-------- Page excerpt --------

Academic journal article Economics, Management and Financial Markets

Development of Western European States through a Common Industrial Policy

Academic journal article Economics, Management and Financial Markets

Development of Western European States through a Common Industrial Policy

Article excerpt

1. Introduction

Development supposes structural changes: the production of goods with new technologies and the transfer of resources from the traditional to the newer activities. This is, according to Dani Rodrik (Rodrik, 2007), based upon:

-diversification rather than specialization;

-industrial activities;

-structural changes in the industrial sector;

-models of specialization whose foundation is not the factor endowment;

-exportation of complex industrial products, with high added value;

-unconventional convergence of innovative industrial producers.

According to Dani Rodrik, development is based upon industrialization. If the macroeconomic foundations are ensured (economic stability and operational markets), the structural transformations occur involuntarily, and the resources are directed towards the place where their contribution to the national product is maximal (Rodrik, 2007). The interest for the industrial policy comes from the following factors:

-the industrial sector, in some of the countries, plays the role of an engine of economic growth, thus needing measures to stimulate the demand, to improve infrastructure, to provide technological equipment, to support companies, especially the small and medium enterprises;

-the necessity to reorient the natural and financial resources towards priority fields;

-the correction of structural disequilibrium in economy, by shifting emphasis from the financial to the production sector, among other means;

-the promotion of activities with high added value;

-the raise of the demographic pressure, etc.

--------

* Required tasks:
A. Please write out the industrial policy excerpt between "-industrial activities;" and "innovative industrial producers.", inclusive.
B. Summarize the industrial policy excerpt in two sentences.
C. Carry on the industrial policy excerpt from where it stops.

-------- Data shown --------

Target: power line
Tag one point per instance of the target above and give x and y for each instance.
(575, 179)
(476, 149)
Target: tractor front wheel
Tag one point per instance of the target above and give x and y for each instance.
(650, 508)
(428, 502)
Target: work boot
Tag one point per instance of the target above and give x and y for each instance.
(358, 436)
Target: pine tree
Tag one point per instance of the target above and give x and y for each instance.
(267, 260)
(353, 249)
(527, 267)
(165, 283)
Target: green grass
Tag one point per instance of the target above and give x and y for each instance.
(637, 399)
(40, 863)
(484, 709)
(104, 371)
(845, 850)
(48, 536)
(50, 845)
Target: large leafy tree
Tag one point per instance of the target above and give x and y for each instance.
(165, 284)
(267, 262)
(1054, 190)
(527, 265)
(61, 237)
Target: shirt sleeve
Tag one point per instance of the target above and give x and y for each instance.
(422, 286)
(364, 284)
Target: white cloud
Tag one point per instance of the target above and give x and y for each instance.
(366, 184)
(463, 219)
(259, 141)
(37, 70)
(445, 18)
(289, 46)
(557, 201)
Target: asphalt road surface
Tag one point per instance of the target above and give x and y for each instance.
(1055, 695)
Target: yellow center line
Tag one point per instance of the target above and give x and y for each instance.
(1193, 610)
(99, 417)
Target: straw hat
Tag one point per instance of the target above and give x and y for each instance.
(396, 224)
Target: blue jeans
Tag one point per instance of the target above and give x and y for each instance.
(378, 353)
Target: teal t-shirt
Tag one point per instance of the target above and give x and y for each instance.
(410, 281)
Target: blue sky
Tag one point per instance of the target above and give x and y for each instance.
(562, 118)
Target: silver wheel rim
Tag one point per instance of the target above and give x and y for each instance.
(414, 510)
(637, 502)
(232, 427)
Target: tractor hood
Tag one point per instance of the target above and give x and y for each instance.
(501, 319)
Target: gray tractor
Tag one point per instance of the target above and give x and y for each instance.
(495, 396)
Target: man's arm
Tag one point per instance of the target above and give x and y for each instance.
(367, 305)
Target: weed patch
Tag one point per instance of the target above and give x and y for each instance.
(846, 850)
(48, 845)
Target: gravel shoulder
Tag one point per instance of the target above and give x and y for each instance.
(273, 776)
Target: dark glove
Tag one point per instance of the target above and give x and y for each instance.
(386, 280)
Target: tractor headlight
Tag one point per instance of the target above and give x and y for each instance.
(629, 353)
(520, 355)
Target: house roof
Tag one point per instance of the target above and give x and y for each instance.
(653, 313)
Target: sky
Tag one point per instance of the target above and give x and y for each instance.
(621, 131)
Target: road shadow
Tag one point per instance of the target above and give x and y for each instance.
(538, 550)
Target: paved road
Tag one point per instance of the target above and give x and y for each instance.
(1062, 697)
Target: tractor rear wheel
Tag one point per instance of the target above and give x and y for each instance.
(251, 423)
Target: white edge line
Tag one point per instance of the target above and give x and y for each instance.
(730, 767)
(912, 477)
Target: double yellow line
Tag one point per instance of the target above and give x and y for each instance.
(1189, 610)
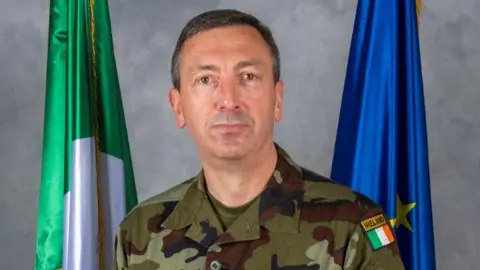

--------

* The replies:
A.
-industrial activities;

-structural changes in the industrial sector;

-models of specialization whose foundation is not the factor endowment;

-exportation of complex industrial products, with high added value;

-unconventional convergence of innovative industrial producers.

B. Development requires structural change, meaning the production of goods with new technologies and the transfer of resources from traditional to newer activities, which Dani Rodrik bases on diversification, industrialization and the export of complex, high value-added industrial products. Interest in industrial policy comes from factors such as industry's role as an engine of growth in some countries, the need to redirect resources toward priority fields, the correction of structural imbalances, the promotion of high value-added activities and rising demographic pressure.

C.
Although the importance of the industrial sector stays high, its percentage in the GDP decreased, in favor of the tertiary one, but industry re-became a priority with the beginning of the current economic crisis, being seen as a solution for the latter, especially in the Western European developed countries. There is no economy that would have reached high sustainable levels of income per capita without structural transformations, without having shifted emphasis from traditional activities with small productivity, like the agricultural ones, to the modem activities, with high productivity, specific to the secondary and the tertiary sectors.

2. Industrial Policy of Western European States

In the EU, the measures of industrial policy are followed and applied at least at two governing levels: the EU's and the member states' one.

The nature and intensity of the European industrial policy was modified after the Treaty of Paris had been enforced (1951), which established the bases of the European Coal and Steel Community (ECSC). The article 130 of the Treaty of Maastricht refers to the industrial competitiveness in a system of open markets.

The vast concept of industrial policy is made of three components: framework issues, horizontal industrial policies, and specific industrial policies. The weight of horizontal, specific and sectorial industrial policies respectively cannot be established in general terms. They depend upon specific aspects in the EU framework.

The framework issues are directly correlated with what the EU internal market represents, a vast, solid and legal concept, with a strong institutional support, and accompanied by cohesion policies. The latter are oriented towards the poor regions of the EU and towards the less developed members. Cohesion also implies redistribution from the EU rich areas to the poor ones, and this supposes a long-run strategy meant to reduce the gap of development. Once the objective is reached, the measures that are specific to the policy of cohesion are not applied any more.

The measures and instruments of European industrial policy are presented in Figure 1.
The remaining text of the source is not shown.